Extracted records
────────────────────

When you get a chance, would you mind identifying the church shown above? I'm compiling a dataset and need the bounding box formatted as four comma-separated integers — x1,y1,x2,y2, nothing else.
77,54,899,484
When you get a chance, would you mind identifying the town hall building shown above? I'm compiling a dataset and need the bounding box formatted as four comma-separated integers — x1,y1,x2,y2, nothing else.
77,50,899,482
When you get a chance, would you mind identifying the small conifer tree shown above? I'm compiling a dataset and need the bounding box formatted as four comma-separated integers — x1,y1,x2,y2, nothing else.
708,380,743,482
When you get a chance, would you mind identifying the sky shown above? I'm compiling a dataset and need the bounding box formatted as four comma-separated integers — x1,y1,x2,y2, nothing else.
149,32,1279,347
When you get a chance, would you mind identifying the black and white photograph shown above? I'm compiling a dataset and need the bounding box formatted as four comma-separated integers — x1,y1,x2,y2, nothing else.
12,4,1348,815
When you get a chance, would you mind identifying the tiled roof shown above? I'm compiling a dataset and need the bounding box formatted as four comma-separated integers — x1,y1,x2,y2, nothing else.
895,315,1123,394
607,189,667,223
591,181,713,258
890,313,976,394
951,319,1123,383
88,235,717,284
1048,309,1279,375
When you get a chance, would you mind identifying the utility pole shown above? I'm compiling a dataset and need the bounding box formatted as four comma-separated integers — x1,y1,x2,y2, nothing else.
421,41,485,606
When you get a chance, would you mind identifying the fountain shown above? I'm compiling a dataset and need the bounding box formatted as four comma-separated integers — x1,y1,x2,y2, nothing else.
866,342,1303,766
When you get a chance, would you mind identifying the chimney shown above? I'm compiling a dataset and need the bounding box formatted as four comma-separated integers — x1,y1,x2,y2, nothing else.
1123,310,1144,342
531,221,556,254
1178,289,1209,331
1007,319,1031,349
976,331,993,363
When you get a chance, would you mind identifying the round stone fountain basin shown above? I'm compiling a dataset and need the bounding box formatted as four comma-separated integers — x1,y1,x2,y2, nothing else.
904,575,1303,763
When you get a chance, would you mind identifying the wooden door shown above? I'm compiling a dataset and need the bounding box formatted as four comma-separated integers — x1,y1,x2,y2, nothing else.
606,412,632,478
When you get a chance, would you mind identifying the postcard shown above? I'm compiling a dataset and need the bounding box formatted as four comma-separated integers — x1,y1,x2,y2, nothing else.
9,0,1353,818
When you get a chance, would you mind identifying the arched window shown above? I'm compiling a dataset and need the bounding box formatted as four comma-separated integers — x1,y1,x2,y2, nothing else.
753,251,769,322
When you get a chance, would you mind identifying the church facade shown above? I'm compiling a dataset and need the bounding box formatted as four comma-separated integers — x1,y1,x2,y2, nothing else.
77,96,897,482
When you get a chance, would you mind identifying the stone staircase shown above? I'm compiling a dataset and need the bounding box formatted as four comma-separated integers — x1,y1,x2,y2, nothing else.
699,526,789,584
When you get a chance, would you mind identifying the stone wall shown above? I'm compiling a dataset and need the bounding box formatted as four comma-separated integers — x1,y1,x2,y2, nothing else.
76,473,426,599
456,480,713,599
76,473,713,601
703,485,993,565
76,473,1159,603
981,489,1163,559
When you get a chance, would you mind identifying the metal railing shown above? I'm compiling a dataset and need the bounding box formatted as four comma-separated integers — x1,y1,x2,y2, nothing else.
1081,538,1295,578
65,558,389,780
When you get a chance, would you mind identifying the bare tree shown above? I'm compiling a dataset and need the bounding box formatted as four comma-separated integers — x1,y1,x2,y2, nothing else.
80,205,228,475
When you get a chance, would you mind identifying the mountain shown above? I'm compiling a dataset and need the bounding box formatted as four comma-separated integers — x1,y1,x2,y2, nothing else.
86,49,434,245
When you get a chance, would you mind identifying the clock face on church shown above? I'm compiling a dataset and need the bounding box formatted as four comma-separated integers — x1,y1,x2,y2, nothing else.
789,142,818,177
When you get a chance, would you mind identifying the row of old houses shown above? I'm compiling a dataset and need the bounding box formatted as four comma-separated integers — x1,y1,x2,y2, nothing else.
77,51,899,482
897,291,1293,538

────────────────────

Format the items between the lines holding "the stone wall" and "65,558,389,780", inclusive, as a two-column CSV with the headers instruction and response. Give one row per item, put each field in quotes, and replace any line breaks with spaces.

RIGHT ANSWER:
instruction,response
"When you get a chance, would you mind identifying the stone wall shown above? I'm compiling a dataset and need the bounding box formatted as four comma-separated integers — x1,y1,x2,y2, nothing else.","76,473,426,599 456,480,713,599 76,473,713,601 703,485,993,565 76,473,1159,603 981,489,1163,559"
"When you get a chance, would you mind identifying the metal railing shown above? I'm compiling a dataset and need the bounding box formatted as four comma-separated integers — x1,y1,x2,y2, nothing else.","1081,538,1295,578 65,558,389,780"